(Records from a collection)
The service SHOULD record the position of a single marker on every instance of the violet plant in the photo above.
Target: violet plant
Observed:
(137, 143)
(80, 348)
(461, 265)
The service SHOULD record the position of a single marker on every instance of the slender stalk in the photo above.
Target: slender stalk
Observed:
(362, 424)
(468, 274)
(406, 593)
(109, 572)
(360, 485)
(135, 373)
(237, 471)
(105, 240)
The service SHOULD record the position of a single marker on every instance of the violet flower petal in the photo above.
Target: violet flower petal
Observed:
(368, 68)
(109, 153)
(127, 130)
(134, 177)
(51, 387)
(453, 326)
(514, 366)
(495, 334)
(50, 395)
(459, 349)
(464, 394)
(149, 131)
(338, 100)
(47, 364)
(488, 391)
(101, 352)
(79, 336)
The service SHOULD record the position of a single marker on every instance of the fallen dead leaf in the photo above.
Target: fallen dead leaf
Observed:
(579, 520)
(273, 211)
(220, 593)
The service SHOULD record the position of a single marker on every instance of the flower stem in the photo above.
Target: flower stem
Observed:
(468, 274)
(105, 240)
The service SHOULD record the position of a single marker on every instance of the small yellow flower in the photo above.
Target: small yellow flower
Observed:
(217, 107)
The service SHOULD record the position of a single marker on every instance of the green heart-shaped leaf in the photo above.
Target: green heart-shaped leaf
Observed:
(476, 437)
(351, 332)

**Exercise requirements:** Restate every record verbatim.

**Exercise result:**
The service SHOULD record the position of a single marker on every instance of the violet plant in the photo above.
Target: violet plant
Observed:
(137, 143)
(80, 348)
(461, 265)
The service SHOULD record the position of a single marker on every instance of the slender stalk in the photo above.
Target: slender stalk
Observed:
(362, 424)
(468, 274)
(406, 593)
(109, 572)
(360, 485)
(135, 373)
(237, 471)
(105, 240)
The service SHOULD record the position of a single marker on every instance of the violet flower petal in the photo above.
Target: violet flower petal
Observed:
(368, 68)
(109, 153)
(127, 130)
(134, 177)
(51, 387)
(453, 326)
(514, 366)
(495, 334)
(50, 395)
(459, 349)
(464, 394)
(149, 131)
(338, 100)
(47, 364)
(488, 391)
(101, 352)
(79, 336)
The service SHOULD record the position of a single marker on every instance of the fallen dead leaf in the photo above.
Target: fallen dead leaf
Observed:
(579, 520)
(273, 211)
(220, 593)
The service SHOULD record the position of a single marker on every instance of the flower stem in the photo above.
Target: flower stem
Observed:
(468, 274)
(105, 240)
The service SHOULD record the position of a single marker on every instance of the small yellow flower in the photo above.
Target: small yellow flower
Observed:
(217, 107)
The service SHOULD record the position of a single marker on every instance of the green heart-shaped leaf in the photo above.
Target: green heart-shaped leaf
Observed:
(476, 437)
(351, 332)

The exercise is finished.